◆ Exercises to complete
1) Reproduce the stretch of the post about dating a busy man from "Dating a Busy" through "times a week.".
2) Write the next part of the post about dating a busy man, picking up after its last sentence.

◆ Text extract

Dating a Busy Man?

Anonymous
I a currently in a relationship with a man who has a demanding career and a son he spends time with. I also have kids and it makes it very difficult to see each other. Everytime we make plans, something comes up - his son gets sick, he has to work, he has a repair person over his house etc. It really seems like we just don't have time to see each other. I am curious if anyone else has experienced this and what did you decide to do. I think our timing is off and we should end the relationship. I do like him and enjoy spending time with and certainly see a future but I think it is impossible for us to build any connection if we barely see each other and talk on the phone about 4 times a week.

◆ Data lines
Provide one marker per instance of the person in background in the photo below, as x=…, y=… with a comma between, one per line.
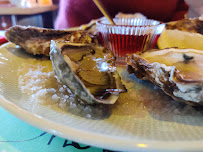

◆ Answer list
1)
Dating a Busy Man?

Anonymous
I a currently in a relationship with a man who has a demanding career and a son he spends time with. I also have kids and it makes it very difficult to see each other. Everytime we make plans, something comes up - his son gets sick, he has to work, he has a repair person over his house etc. It really seems like we just don't have time to see each other. I am curious if anyone else has experienced this and what did you decide to do. I think our timing is off and we should end the relationship. I do like him and enjoy spending time with and certainly see a future but I think it is impossible for us to build any connection if we barely see each other and talk on the phone about 4 times a week.

2)
Anonymous
Anonymous wrote:I a currently in a relationship with a man who has a demanding career and a son he spends time with. I also have kids and it makes it very difficult to see each other. Everytime we make plans, something comes up - his son gets sick, he has to work, he has a repair person over his house etc. It really seems like we just don't have time to see each other. I am curious if anyone else has experienced this and what did you decide to do. I think our timing is off and we should end the relationship. I do like him and enjoy spending time with and certainly see a future but I think it is impossible for us to build any connection if we barely see each other and talk on the phone about 4 times a week.
.

He has other priorities. If you want to be the priority, this is not the relationship for you. Move on.
Anonymous
Anonymous wrote:
Anonymous wrote:I a currently in a relationship with a man who has a demanding career and a son he spends time with. I also have kids and it makes it very difficult to see each other. Everytime we make plans, something comes up - his son gets sick, he has to work, he has a repair person over his house etc. It really seems like we just don't have time to see each other. I am curious if anyone else has experienced this and what did you decide to do. I think our timing is off and we should end the relationship. I do like him and enjoy spending time with and certainly see a future but I think it is impossible for us to build any connection if we barely see each other and talk on the phone about 4 times a week.
.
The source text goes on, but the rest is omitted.